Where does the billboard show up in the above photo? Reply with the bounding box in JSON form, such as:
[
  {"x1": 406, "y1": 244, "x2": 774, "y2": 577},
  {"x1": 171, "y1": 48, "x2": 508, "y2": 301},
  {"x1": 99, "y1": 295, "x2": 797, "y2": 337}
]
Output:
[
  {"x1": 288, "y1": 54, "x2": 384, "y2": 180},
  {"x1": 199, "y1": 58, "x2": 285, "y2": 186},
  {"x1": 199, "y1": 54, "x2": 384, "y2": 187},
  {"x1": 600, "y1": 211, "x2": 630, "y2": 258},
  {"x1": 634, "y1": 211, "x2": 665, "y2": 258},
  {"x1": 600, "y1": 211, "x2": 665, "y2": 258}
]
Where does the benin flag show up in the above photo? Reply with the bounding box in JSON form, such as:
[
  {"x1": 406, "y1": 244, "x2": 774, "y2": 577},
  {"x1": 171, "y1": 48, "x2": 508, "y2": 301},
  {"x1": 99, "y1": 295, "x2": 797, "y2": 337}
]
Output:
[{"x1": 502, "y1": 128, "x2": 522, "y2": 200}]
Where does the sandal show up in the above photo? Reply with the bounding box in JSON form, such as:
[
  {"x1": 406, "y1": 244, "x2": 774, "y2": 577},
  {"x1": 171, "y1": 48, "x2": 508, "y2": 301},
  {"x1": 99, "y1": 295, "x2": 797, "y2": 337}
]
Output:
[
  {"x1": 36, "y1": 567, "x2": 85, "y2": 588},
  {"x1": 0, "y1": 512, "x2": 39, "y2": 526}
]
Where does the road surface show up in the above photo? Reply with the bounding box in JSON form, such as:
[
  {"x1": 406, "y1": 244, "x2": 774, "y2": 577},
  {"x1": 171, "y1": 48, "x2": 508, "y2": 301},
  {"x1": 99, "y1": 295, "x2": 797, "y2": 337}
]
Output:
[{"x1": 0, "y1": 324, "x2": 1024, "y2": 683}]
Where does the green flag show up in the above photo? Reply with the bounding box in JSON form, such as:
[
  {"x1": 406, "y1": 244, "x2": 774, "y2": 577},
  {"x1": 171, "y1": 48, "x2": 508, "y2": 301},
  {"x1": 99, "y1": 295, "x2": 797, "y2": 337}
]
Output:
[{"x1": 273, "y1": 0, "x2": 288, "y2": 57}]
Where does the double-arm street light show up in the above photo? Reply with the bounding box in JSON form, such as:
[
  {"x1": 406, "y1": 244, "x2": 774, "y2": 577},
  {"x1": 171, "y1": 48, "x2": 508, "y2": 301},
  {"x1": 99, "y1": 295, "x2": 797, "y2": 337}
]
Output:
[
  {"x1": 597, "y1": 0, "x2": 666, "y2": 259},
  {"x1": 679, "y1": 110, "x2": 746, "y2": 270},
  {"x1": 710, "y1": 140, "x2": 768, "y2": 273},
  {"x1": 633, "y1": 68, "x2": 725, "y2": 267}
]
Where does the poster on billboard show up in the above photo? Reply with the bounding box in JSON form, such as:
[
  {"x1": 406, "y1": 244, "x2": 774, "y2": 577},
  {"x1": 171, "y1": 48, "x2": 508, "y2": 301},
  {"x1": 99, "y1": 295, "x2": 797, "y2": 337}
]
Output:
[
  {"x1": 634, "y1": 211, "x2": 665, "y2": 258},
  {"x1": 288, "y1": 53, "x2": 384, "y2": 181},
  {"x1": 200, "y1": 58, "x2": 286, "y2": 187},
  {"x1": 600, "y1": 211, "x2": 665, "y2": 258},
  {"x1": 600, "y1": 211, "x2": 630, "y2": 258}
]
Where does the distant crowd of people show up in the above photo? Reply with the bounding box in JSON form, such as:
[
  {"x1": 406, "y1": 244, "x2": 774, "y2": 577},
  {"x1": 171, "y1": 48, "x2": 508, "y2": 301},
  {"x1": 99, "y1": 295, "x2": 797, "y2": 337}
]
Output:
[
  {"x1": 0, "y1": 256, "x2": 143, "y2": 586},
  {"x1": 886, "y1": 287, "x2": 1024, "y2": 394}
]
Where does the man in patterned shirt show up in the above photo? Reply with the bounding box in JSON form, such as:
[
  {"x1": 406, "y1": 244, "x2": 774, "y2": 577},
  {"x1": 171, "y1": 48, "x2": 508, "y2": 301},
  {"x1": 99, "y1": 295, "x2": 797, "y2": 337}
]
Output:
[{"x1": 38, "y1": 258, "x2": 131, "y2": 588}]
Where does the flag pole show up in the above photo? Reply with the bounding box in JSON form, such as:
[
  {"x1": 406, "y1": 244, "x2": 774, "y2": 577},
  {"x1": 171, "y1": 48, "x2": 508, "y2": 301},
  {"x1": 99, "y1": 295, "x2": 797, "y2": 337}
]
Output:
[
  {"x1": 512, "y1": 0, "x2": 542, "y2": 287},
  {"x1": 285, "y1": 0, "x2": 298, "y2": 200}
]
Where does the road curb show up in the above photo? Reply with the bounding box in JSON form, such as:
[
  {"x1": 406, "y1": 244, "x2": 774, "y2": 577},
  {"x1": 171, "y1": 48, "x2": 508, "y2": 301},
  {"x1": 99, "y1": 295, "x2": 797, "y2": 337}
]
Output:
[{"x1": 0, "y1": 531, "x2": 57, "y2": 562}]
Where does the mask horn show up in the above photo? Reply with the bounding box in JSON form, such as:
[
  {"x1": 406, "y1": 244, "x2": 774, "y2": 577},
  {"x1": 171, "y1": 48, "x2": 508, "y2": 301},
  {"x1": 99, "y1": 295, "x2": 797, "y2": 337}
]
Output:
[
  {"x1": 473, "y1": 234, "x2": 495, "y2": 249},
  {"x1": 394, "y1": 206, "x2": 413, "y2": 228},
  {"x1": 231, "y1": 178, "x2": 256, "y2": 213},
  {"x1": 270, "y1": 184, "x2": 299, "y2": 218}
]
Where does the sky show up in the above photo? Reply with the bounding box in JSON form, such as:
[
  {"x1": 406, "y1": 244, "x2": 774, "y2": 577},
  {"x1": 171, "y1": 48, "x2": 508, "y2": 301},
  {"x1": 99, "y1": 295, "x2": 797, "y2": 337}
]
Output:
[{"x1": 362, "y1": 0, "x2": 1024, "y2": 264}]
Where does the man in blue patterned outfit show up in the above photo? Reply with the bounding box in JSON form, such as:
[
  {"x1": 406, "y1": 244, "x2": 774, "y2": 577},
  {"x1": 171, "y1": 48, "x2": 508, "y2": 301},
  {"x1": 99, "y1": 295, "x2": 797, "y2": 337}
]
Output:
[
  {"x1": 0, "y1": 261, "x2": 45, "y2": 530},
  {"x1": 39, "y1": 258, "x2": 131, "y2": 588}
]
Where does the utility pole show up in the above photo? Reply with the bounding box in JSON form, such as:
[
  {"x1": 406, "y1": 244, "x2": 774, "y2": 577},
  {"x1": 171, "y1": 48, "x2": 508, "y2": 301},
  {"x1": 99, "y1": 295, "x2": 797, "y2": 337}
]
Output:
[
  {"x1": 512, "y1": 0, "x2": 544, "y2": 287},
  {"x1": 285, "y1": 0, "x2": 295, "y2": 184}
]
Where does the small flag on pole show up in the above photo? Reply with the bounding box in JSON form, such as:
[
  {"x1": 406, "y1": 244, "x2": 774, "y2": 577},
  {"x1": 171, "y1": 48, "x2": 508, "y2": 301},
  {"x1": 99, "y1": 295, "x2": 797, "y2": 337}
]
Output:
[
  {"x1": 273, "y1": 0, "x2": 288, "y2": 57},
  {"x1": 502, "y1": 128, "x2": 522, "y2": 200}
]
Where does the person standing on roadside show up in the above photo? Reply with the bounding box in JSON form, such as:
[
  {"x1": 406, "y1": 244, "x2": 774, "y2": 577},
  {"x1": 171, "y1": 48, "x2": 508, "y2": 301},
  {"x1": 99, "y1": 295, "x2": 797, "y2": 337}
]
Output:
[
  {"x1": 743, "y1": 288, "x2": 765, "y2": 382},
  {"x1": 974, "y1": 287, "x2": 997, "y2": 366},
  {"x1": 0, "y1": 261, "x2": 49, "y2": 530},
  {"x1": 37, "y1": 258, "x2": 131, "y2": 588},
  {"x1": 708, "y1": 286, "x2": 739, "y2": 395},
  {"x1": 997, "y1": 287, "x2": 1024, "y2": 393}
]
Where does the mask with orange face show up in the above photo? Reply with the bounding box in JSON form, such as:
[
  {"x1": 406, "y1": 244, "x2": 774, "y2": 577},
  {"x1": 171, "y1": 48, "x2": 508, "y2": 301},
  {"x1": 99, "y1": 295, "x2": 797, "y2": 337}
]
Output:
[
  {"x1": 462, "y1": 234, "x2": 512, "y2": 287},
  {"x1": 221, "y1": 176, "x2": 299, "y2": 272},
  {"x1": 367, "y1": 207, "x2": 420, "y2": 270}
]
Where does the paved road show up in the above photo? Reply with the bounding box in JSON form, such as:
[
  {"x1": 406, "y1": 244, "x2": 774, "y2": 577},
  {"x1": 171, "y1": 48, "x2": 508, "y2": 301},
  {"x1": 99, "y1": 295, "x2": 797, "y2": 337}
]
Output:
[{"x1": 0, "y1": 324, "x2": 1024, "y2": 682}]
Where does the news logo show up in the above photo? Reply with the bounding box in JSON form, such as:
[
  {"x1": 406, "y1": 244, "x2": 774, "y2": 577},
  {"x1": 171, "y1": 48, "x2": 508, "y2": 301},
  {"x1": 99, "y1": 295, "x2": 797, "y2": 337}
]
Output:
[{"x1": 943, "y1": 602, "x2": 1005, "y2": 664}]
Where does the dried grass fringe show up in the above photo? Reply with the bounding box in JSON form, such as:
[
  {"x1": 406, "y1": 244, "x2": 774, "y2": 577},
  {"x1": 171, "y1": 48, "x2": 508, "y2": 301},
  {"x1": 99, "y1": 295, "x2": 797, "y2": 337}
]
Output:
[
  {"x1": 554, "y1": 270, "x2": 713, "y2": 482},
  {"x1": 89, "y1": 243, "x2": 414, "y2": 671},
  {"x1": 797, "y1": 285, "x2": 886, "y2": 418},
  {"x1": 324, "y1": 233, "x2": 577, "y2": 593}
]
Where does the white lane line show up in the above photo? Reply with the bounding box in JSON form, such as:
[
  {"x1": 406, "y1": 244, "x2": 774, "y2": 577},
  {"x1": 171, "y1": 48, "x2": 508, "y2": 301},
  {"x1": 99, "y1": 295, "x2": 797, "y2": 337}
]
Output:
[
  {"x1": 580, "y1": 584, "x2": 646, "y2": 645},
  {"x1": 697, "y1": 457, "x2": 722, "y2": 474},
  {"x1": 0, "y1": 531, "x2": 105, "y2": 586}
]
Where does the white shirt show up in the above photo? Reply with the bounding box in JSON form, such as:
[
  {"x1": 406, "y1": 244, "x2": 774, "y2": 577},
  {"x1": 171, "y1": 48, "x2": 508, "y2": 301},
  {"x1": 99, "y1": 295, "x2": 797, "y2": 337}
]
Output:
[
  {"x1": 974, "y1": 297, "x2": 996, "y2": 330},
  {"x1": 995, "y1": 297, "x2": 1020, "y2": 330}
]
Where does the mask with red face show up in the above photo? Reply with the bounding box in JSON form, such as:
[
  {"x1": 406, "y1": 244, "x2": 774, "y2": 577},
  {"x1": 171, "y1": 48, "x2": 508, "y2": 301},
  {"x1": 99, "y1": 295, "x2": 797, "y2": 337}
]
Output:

* _EXERCISE DESCRIPTION_: How many lines of the data above contain the string "shirt", with case counting? Reply with only the number.

* _OUTPUT OF THE EXERCISE_: 2